**Written request A**:
Answer these questions about the forum thread on range and temperature:
(i) How many miles does the poster drive each morning from home to work?
(ii) What range was indicated on arrival at work on 10/15?
(iii) Where does the poster always charge instead of at home?
**Written request B**:
Rewrite the entries from the line containing "Practice step: find the glass coaster" through the end of the entries, including the requests. Multiply every coordinate in the answers by 2.6 and round to whole numbers, with halves rounding up, but leave the requests and their format samples unchanged.

**Quoted text**:
■ ■ ■ ■

Range - Temperature

[heikospallek]

So, now that it gets colder in Pittsburgh, I checked my range again. I drive in E mode each morning 23 miles from home to work where I have a parking spot with free charging (Level 2) :

Date: 10/7
47 miles range indicated at home -> 23 miles drive -> arrived at work with 21 miles range indicated at an outside temperature of 54F

All entries below follow the same pattern, always 23 miles drive:

10/15
70 -> 49 @ 64F

10/16
35 -> 16 @ 52F

11/07:
29 -> 7 @42F

11/19:
29 -> 1 @11F (that one was a bit scary)

CU
Heiko

 

[Ferdball]

11/19:
29 -> 1 @11F (that one was a bit scary)

Wow! Temperature has a huge factor. So you're saying that at 11F, you only get a range of 29 with a full charge, and only about 24 actual miles?

 

[heikospallek]

29 -> 1 @11F (that one was a bit scary)
[/quote]
Wow! Temperature has a huge factor. So you're saying that at 11F, you only get a range of 29 with a full charge, and only about 24 actual miles?[/quote]

No, I had it charged up to 29 miles (I always charge at my workplace instead of at home), but I could barely finish the 23 mile ride on the 29 miles projected range.

 

[sendler2112]

Can't you charge it up better? Constantly running around using the last 10% of the battery is bad for it.

 

[heikospallek]

Can't you charge it up better? Constantly running around using the last 10% of the battery is bad for it.

■ ■ ■ ■

Location identification items
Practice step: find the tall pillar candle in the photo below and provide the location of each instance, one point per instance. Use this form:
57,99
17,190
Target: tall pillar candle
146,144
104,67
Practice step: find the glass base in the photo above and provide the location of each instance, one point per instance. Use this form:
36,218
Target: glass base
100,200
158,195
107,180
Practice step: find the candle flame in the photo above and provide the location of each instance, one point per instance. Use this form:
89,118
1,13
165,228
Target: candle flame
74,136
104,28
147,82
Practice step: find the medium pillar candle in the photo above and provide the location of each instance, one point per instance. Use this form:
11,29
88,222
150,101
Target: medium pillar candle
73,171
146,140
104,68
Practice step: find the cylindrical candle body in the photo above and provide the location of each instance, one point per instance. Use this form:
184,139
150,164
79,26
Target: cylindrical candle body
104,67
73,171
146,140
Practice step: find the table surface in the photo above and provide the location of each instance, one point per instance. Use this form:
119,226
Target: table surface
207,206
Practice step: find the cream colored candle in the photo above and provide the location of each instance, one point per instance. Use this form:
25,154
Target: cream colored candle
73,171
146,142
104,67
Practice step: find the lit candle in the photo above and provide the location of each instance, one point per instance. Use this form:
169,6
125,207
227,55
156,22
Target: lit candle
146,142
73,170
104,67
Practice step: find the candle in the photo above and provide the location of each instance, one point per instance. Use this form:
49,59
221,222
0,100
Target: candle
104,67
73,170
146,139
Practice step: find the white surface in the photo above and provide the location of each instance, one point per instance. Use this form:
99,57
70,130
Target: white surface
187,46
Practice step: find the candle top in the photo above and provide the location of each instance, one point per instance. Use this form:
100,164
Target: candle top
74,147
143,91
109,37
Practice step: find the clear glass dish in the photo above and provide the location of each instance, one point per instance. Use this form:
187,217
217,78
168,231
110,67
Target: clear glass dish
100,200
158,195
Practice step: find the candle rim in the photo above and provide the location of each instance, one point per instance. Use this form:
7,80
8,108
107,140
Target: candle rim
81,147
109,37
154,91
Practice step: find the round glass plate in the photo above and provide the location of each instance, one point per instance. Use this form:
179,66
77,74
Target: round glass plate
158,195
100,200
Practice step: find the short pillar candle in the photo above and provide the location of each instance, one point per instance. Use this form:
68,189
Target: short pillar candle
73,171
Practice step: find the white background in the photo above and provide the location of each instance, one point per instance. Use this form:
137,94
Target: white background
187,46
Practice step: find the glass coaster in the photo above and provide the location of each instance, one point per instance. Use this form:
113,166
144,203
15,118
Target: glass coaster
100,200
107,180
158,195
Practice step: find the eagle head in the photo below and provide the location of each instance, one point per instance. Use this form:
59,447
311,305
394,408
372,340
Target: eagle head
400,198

■ ■ ■ ■

**Full answer A**:
(i) 23 miles
(ii) 49 miles
(iii) At the workplace

**Full answer B**:
Practice step: find the glass coaster in the photo above and provide the location of each instance, one point per instance. Use this form:
113,166
144,203
15,118
Target: glass coaster
260,520
278,468
411,507
Practice step: find the eagle head in the photo below and provide the location of each instance, one point per instance. Use this form:
59,447
311,305
394,408
372,340
Target: eagle head
1040,515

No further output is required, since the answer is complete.